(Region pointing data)
+ + + + + + +

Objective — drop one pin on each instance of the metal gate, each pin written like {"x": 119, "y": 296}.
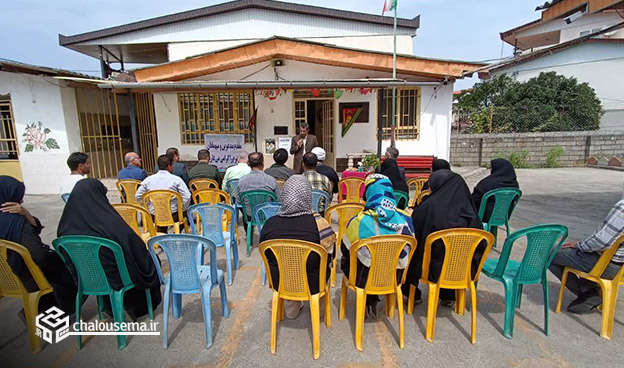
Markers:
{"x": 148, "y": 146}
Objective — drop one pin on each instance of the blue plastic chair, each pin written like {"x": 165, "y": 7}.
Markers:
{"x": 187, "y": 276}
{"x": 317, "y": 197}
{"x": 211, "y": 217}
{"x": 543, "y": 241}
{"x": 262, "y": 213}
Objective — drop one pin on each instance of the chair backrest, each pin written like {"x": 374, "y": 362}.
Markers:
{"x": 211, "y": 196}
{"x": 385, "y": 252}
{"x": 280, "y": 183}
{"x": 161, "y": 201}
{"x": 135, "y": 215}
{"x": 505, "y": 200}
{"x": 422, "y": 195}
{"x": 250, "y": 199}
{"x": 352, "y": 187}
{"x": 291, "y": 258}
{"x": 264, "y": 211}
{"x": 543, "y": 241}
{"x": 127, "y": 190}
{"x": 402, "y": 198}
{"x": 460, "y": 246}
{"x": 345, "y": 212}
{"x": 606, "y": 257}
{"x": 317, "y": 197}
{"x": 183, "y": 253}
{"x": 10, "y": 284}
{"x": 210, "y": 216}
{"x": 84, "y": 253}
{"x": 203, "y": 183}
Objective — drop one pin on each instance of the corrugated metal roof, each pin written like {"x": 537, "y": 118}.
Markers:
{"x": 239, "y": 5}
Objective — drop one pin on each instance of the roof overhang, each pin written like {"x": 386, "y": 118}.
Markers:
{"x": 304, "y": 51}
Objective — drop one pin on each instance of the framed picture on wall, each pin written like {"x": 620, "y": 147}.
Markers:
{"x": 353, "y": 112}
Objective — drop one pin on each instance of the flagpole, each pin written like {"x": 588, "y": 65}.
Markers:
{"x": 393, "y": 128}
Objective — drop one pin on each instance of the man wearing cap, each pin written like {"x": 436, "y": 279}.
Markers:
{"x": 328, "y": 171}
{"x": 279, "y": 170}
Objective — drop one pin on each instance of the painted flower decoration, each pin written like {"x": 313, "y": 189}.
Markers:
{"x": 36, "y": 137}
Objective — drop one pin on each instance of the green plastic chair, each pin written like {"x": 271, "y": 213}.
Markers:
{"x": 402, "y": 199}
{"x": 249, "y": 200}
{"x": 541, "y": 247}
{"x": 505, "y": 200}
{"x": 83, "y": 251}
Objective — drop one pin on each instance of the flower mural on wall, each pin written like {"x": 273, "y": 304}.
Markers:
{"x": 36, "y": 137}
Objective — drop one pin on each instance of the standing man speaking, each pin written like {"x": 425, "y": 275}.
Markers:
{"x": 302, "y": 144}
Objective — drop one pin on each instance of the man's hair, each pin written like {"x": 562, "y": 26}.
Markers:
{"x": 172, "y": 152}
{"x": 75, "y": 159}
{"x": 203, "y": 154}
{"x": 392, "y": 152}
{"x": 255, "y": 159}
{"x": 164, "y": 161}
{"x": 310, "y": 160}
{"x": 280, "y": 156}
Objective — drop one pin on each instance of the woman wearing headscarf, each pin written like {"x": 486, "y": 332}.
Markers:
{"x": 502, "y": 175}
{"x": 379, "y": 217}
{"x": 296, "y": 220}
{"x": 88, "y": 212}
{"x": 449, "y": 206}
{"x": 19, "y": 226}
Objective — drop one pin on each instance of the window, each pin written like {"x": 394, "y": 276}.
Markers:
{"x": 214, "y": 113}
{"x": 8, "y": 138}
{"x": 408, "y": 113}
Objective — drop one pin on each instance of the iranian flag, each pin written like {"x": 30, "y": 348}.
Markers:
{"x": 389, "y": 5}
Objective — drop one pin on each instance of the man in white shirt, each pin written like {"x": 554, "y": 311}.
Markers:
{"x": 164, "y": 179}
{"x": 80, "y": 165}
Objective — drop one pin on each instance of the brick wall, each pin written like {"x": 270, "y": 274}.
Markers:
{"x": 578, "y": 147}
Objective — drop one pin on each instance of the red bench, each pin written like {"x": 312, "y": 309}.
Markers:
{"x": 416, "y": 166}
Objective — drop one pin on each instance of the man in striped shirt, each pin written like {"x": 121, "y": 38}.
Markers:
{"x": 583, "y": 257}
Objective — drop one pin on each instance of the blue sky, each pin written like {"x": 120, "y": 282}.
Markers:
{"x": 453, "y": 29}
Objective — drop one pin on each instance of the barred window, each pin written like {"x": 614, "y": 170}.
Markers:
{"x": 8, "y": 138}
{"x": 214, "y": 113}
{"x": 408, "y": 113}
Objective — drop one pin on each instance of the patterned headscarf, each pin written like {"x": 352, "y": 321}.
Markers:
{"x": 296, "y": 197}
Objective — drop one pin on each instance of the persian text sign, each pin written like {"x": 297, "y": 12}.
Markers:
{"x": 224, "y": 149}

+ + + + + + +

- [WHAT YOU WILL DO] Work out how many lines in the entries contain the string "headscarf", then reply with that number and nothing more.

- [EXPECTED OUTPUT] 2